— Instructies —
Zet alle items hieronder om in een genummerde lijst en laat lege regels weg.

----- Getoonde items

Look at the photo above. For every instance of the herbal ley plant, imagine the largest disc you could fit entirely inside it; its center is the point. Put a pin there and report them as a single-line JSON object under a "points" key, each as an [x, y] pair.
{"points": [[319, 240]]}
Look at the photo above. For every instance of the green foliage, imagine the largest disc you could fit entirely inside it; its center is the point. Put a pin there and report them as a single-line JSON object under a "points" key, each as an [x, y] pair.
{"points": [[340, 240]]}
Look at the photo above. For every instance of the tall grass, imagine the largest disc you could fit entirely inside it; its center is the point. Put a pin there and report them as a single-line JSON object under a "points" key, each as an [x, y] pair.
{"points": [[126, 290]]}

----------

— Antwoord —
1. Look at the photo above. For every instance of the herbal ley plant, imagine the largest disc you could fit entirely inside it; its center is the point. Put a pin there and report them as a single-line JSON object under a "points" key, each as an [x, y] pair.
2. {"points": [[319, 240]]}
3. Look at the photo above. For every instance of the green foliage, imagine the largest disc you could fit entirely inside it; its center is the point. Put a pin there and report them as a single-line JSON object under a "points" key, each as an [x, y] pair.
4. {"points": [[340, 240]]}
5. Look at the photo above. For every instance of the tall grass, imagine the largest disc you could fit entirely inside it; its center is the point. Put a pin there and report them as a single-line JSON object under a "points" key, each as an [x, y] pair.
6. {"points": [[126, 290]]}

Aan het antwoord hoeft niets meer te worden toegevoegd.